8) Quais os principais cuidados devemos ter com os equipamentos de fototerapia?

O principal cuidado é monitorizar a irradiância, não basta apenas ligar na tomada, ligar o aparelho e achar que está tratando. Toda vez que você ligar uma fototerapia, é preciso medir a irradiância e ela tem que ser medida nos cinco pontos para fazer a média; se a média estiver menor do que oito, é necessário trocar as lâmpadas da fototerapia se forem fluorescentes; se forem LED você consegue controlar a potência até chegar na irradiância desejada. À medida que os equipamentos ficam mais velhos, é necessário ir aumentando a potência para chegar nessa irradiância. É importante lembrar que, em algumas fototerapias LED, você mede a irradiância, coloca o quanto é necessário e ajusta a potência; quando você desliga a fototerapia, por exemplo, para trocar fralda, para amamentação, ao religar ela volta com 100%, com uma irradiância bem alta que não é boa para os prematuros. Então, lembrar que toda vez que você desliga, dependendo da fototerapia que estiver utilizando, ela volta com 100% de potência e irradiância alta, por isso é necessário medir e anotar qual é a potência que está sendo usada para aquela irradiância determinada. Assim, toda vez que alguém mexer e desligar a fototerapia, as técnicas, a enfermagem, muitas vezes as fisioterapeutas, médicos, todos estarão cientes de que é necessário ajustar essa potência.
○ ○ ○ ○
* O QUE FAZER *
**1.** Responda às perguntas sobre o trecho acerca da fototerapia:
(a) Em quantos pontos a irradiância deve ser medida para se fazer a média?
(b) O que se deve fazer quando a média fica abaixo de oito e as lâmpadas são fluorescentes?
(c) Com que potência algumas fototerapias LED voltam a funcionar quando são religadas?
**2.** Escreva a continuação do trecho sobre os cuidados com a fototerapia, começando após a última frase.
○ ○ ○ ○
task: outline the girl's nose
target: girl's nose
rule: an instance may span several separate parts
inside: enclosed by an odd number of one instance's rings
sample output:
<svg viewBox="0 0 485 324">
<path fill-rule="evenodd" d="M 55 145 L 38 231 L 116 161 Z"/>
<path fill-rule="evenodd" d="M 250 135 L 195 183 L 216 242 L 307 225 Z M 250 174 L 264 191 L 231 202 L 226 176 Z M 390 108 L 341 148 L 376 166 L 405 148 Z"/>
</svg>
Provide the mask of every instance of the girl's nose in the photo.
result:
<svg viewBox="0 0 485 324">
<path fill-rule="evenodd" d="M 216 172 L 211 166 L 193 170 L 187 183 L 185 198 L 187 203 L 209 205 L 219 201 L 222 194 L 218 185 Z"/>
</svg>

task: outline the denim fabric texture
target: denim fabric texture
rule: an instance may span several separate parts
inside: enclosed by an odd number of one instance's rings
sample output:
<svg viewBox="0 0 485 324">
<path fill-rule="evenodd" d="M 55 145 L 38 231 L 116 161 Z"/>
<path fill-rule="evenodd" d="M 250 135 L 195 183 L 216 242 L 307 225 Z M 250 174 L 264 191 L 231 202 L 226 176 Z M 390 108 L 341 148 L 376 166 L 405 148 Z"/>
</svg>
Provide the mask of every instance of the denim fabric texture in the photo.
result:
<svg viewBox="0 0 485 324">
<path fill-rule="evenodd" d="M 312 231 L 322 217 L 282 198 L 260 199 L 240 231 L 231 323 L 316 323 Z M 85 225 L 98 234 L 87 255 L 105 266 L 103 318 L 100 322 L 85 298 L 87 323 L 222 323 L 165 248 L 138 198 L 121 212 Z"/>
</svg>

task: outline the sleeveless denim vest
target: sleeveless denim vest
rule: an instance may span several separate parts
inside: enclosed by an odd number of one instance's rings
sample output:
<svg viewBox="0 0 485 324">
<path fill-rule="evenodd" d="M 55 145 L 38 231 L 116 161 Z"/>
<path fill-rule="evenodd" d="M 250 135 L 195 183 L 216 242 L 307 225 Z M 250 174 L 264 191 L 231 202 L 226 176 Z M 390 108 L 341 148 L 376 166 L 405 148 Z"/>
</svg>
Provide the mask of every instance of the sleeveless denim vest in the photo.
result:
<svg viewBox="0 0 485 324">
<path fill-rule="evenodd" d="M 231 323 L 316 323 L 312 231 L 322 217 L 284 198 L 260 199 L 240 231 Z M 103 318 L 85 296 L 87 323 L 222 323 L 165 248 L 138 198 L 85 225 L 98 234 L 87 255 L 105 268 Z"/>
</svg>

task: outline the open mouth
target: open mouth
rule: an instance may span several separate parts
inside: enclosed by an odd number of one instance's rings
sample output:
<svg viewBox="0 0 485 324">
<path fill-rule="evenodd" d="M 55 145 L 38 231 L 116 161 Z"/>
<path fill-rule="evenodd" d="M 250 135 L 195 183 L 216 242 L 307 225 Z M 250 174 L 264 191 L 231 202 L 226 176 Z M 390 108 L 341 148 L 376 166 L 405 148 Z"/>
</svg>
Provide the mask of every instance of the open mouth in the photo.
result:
○ ○ ○ ○
* LISTA DE RESPOSTAS *
**1.**
(a) Em cinco pontos.
(b) Trocar as lâmpadas da fototerapia.
(c) Com 100% de potência.

**2.**
 

9) Quais as principais causas de hiperbilirrubinemia indireta prolongada?

A hiperbilirrubinemia indireta nos bebês de termo é considerada a partir de sete dias, pois normalmente a icterícia fisiológica tem o pico e depois regride por volta de sete dias; se ela não regride, a gente considera uma hiperbilirrubinemia indireta prolongada. Das causas, temos as doenças hemolíticas por incompatibilidade de RH, de ABO que se prolongam por mais de uma semana; a deficiência de G6PD também pode ser prolongada e outras icterícias hemolíticas de corpos menores.

Outro ponto que deve ser afastado é uma infecção urinária que pode ocasionar aumento de bilirrubina indireta e também direta, o hipotireoidismo em que o hormônio tiroidiano é importante na indução da glicoruniltransferase, que é a enzima que conjuga a bilirrubina, então se houver hipotireoidismo haverá deficiência de conjugação e uma icterícia mais prolongada. Nessas icterícias que não melhoram sempre é bom checar o teste do pezinho e também hormônios T4 e TSH.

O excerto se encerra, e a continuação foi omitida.